Stored data entries:
+ + + +
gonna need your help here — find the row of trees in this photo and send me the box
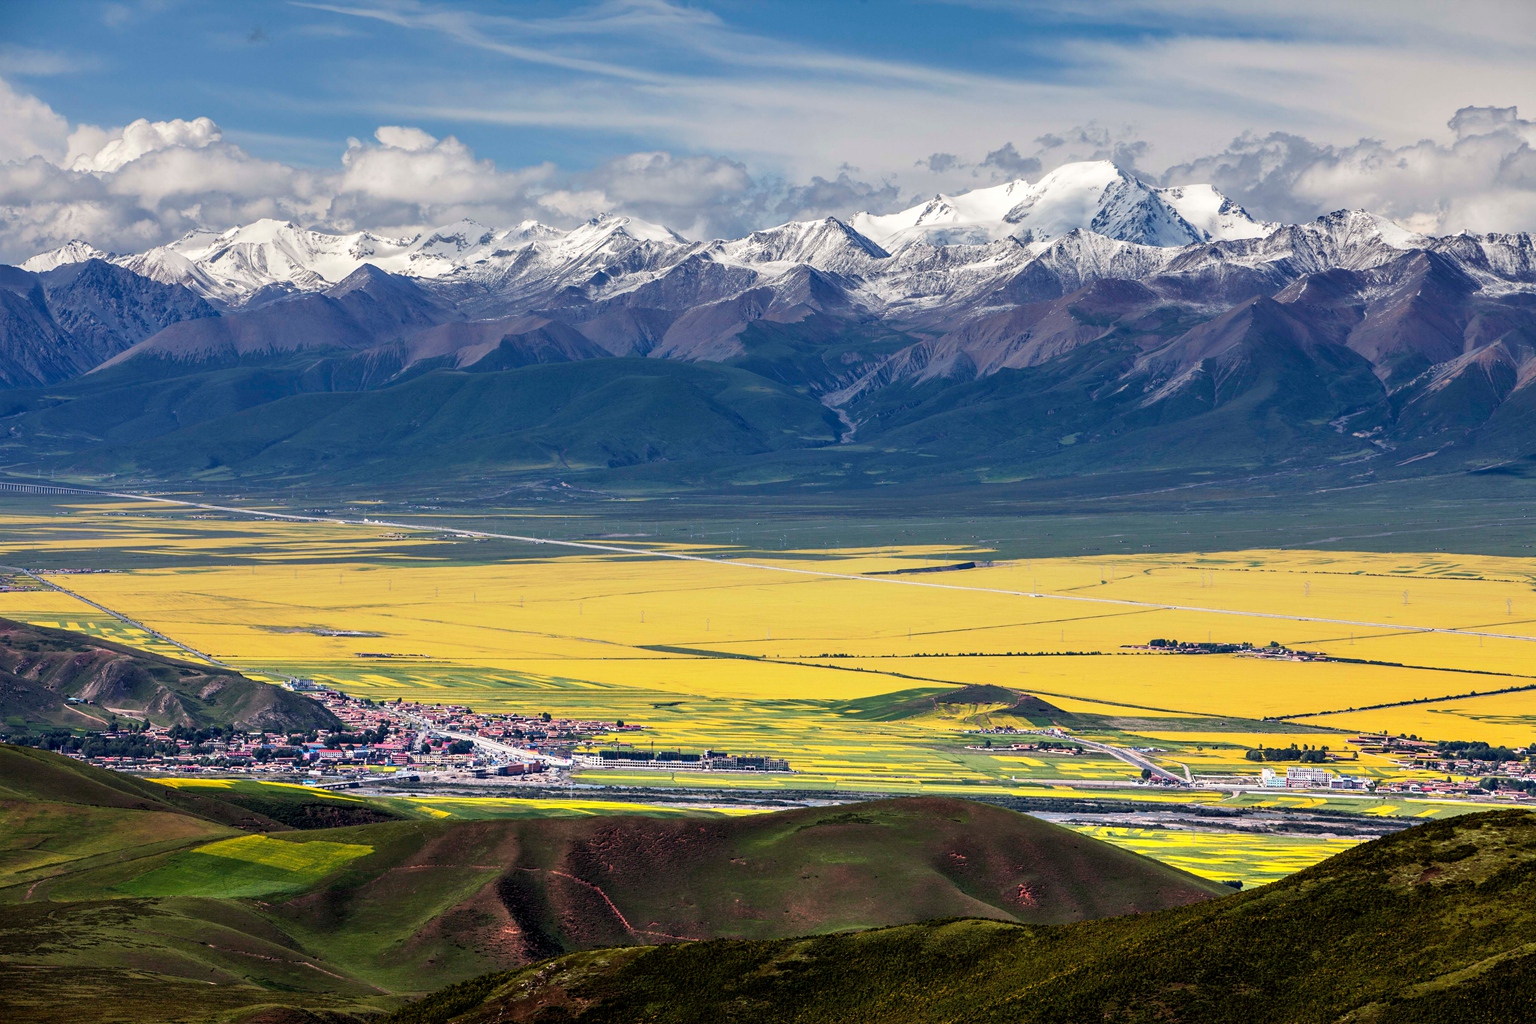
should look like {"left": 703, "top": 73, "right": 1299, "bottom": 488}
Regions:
{"left": 1437, "top": 739, "right": 1523, "bottom": 762}
{"left": 1245, "top": 744, "right": 1330, "bottom": 763}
+ + + +
**What you will do:** Please give a word-for-word repetition of the lines from the one containing "should look like" through the last line of the data above, including both, and nothing besides.

**Response for this exercise:**
should look like {"left": 703, "top": 73, "right": 1299, "bottom": 488}
Regions:
{"left": 1437, "top": 739, "right": 1523, "bottom": 762}
{"left": 1245, "top": 744, "right": 1330, "bottom": 763}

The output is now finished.